***** Extract provided *****

Scott Wallace Searle:
Ron, I was hoping you could provide a little bit of color maybe geographically and by some of the vertical end markets. I know you had a big win with -- I think it was NYC DOT. But where is the activity? Where are you seeing the demand and the pull-through in the pipeline building right now?
Ronald E. Konezny:
Yes, it's a really good question. One of the hallmarks of Digi is we have tremendous diversity across different industries. And that diversity has really helped us through good times and challenging ones. For example, right now, as you can imagine, that renewable market isn't as strong as it had been traditionally. And so we're not seeing maybe as much demand there as we've had in previous periods. But we've seen really good demand in the utility segment in water. Mass transit has come back as well as -- we talked about earlier, it's been good business in both the Edge as well as in data center environments, and AI has been a nice boost there as well. So those positives right now are outweighing the challenges. And North America, I think, is gaining more prominence as compared to the other geos. APAC, in particular, I think, has been softer for us than maybe we would have liked, but more than offset by some strength in North America. Europe is going to be a bit of a wildcard here as they're working through a lot of things on that side, and we remain optimistic, but there may be some bumps along the way in Europe.
Scott Wallace Searle:
Got you. You already addressed the channel issue. It sounds like things are starting to normalize there. But from a cost and component standpoint, I wonder if you could give us some updated thoughts in terms of the competitive landscape with China-based vendors, that's creating opportunities for you. It sounds like you guys have been able to manage your cost structure or your BOM pretty well from that standpoint. And it sounds like, if anything, just tariff certainty is going to drive decision-making, whereas we've been a little bit more of a holding pattern.

***** Source excerpt *****

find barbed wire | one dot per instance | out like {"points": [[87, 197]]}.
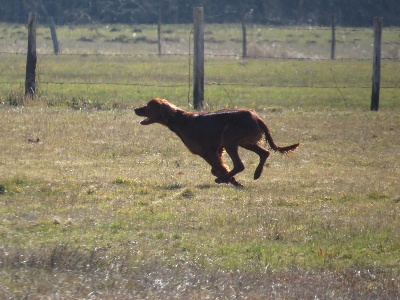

*****

Continue the earnings call transcript from its last line, without repeating anything already shown.

- Task response:
Ronald E. Konezny:
Yes, Scott, you nailed it. I think as things become clear, even if you don't like them, it enables you to make really effective decision- making. We're very, very fortunate to put in the work prior to have a diversified supply chain. So we've got some flexibility. Of course, you can't just turn on a dime, but we're trying to take advantage of those areas where the transit routes are very favorable, whether it's Mexico into North America or Asia into Europe. And so we've got some flexibility there. And we're going to take advantage of that. We have really moved all of our manufacturing out of China. So we don't have the exposure to what we think has been more of a longer-term risk there. And there could be some opportunities as we run into some competitors that maybe don't have as flexible supply chain. There is a tremendous amount of tariff engineering going out there where transformation is occurring. There's competitors considering opening facilities in North America, but there could be a short-term opportunity for us.
Scott Wallace Searle:
Got you. And lastly, if I could, just in terms of the near-term visibility, I'm wondering if there's a turns number that's required to hit maybe the middle of the range. And Jamie, just in terms of capital allocation, you guys have obviously been doing a great job on the free cash flow generation front and paying down the debt. As you basically get to a net cash position, where does the buyback stand in terms of the level of priorities versus keeping a little bit more in the kitty for M&A?
James J. Loch:
Yes. Scott, good to hear from you. I think the priority continues to be M&A. And I would say we would prioritize it that way. We've been pretty clear as that being part of our strategy, and I would largely look for any deployment to go that route versus, say, a buyback. We are focused on finding the right acquisitions. And so we would deploy our capital with priority there.
Operator:
Another question from Tommy Moll with Stephens.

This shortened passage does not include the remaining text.